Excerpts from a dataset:
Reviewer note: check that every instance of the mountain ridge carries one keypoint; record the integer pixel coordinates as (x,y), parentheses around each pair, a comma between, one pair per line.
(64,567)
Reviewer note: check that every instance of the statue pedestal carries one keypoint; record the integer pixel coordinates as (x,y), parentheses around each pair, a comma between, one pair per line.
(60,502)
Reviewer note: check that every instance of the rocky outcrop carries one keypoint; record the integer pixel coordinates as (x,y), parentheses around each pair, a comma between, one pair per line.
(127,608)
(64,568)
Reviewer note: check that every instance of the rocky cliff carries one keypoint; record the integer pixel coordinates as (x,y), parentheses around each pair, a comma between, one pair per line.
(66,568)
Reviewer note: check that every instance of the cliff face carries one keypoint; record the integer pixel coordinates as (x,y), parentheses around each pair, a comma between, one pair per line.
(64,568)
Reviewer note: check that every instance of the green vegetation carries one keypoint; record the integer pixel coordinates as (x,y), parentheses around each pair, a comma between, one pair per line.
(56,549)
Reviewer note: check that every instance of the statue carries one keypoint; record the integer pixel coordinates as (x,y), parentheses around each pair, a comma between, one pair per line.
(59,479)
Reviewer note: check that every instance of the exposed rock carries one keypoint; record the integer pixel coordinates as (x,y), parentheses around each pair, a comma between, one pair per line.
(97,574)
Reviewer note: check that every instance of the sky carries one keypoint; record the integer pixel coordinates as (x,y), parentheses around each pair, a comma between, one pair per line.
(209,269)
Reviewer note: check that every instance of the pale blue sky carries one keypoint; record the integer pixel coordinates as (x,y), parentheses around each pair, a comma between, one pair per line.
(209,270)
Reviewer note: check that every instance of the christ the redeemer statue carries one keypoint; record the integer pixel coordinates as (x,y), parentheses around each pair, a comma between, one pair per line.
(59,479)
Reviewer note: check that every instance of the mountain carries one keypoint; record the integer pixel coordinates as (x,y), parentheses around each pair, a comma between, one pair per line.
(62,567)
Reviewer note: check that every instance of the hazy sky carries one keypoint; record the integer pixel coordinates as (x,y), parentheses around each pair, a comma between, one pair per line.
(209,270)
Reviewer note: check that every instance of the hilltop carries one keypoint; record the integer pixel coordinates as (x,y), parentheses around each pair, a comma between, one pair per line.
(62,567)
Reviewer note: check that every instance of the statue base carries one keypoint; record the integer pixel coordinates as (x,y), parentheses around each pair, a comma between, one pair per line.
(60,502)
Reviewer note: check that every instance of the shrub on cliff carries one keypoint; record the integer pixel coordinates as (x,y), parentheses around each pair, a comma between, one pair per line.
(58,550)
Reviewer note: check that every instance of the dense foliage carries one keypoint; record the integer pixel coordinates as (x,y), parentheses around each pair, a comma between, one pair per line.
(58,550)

### The task
What you copy out must be exactly the lines from the line containing "Reviewer note: check that every instance of the shrub" through the end of the records.

### Answer space
Reviewer note: check that every instance of the shrub on cliff carries one keypoint; record the integer pixel coordinates as (x,y), parentheses around each pair, a comma between, one pair per line.
(58,550)
Reviewer note: check that every instance of the dense foliage carries one keypoint; record the integer pixel coordinates as (x,y), parentheses around each pair, a comma between, one pair per line.
(58,550)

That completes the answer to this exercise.